● Text extract:
○ ○ ○

Is this version OK?[edit]

The present version has stood up for 12 hours or so. If Cmapm can live with this version, I can too, and am willing to delete the totallydisputed and expert tags. --Bcrowell 23:55, 5 December 2005 (UTC) This version is horrible in wording, style and content f.e. "From a pro-Soviet point of view, the constitution was argued to have provided economic rights not included in constitutions in the western democracies." - id did 'provide' positive rights unheared of before quite objectively from whichever point you look. "Western historians and historians from former Soviet occupied countries have seen the constitution as a meaningless propaganda document." Firstly what does "meaningless propaganda document" imply? No Russian historian since destalinisation denies the constitution was never fully respected. I think you should recover the tags. 79.216.226.94 (talk) 04:15, 15 October 2008 (UTC)

The right to anti-religious propaganda[edit]

It's one of the rights granted by the constitution. I wonder if such a right was granted by any non-communist constitutions; or are recommended by any international treaties and such?-- Piotr Konieczny aka Prokonsul Piotrus | talk 18:22, 27 November 2007 (UTC)

○ ○ ○

● Objective a:
Answer these questions about the discussion extract, each on its own line:
(i) For about how long had the present version stood up?
(ii) Which two tags was Bcrowell willing to delete?
(iii) What right is named in the heading of the second section?

○ ○ ○

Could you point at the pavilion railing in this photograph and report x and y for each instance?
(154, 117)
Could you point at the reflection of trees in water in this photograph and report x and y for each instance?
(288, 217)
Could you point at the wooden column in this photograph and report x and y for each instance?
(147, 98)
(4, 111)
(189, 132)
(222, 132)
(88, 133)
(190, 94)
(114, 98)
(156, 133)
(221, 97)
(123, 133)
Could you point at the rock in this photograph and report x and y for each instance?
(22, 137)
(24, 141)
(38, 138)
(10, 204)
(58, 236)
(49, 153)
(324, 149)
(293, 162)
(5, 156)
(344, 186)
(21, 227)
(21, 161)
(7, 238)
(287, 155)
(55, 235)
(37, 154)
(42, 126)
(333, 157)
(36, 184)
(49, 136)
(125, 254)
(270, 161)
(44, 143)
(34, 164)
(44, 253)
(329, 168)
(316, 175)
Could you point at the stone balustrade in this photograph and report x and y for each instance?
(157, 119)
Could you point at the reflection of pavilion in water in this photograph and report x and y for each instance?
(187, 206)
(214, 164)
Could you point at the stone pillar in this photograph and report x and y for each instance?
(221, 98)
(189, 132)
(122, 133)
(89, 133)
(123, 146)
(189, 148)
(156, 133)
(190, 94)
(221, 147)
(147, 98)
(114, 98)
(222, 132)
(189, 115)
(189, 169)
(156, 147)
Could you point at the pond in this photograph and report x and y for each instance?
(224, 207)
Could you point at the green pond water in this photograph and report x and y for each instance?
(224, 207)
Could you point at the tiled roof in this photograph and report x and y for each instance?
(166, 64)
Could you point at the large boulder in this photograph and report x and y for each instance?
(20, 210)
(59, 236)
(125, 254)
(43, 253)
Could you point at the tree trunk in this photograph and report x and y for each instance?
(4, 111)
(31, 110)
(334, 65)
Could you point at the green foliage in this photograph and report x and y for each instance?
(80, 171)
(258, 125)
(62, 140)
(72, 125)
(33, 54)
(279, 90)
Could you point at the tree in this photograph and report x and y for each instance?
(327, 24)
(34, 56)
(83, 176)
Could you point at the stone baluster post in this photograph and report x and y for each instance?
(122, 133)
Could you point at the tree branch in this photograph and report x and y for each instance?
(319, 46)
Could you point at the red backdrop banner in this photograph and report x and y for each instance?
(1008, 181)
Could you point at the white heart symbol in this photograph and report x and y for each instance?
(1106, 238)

○ ○ ○

● Objective b:
Render the entries as a numbered list with blank lines left out, starting at the line that contains "Could you point at the large" and ending at the last line of the entries, both included.

● Full response a:
(i) 12 hours or so
(ii) The totallydisputed and expert tags
(iii) The right to anti-religious propaganda

● Full response b:
1. Could you point at the large boulder in this photograph and report x and y for each instance?
2. (20, 210)
3. (59, 236)
4. (125, 254)
5. (43, 253)
6. Could you point at the tree trunk in this photograph and report x and y for each instance?
7. (4, 111)
8. (31, 110)
9. (334, 65)
10. Could you point at the green foliage in this photograph and report x and y for each instance?
11. (80, 171)
12. (258, 125)
13. (62, 140)
14. (72, 125)
15. (33, 54)
16. (279, 90)
17. Could you point at the tree in this photograph and report x and y for each instance?
18. (327, 24)
19. (34, 56)
20. (83, 176)
21. Could you point at the stone baluster post in this photograph and report x and y for each instance?
22. (122, 133)
23. Could you point at the tree branch in this photograph and report x and y for each instance?
24. (319, 46)
25. Could you point at the red backdrop banner in this photograph and report x and y for each instance?
26. (1008, 181)
27. Could you point at the white heart symbol in this photograph and report x and y for each instance?
28. (1106, 238)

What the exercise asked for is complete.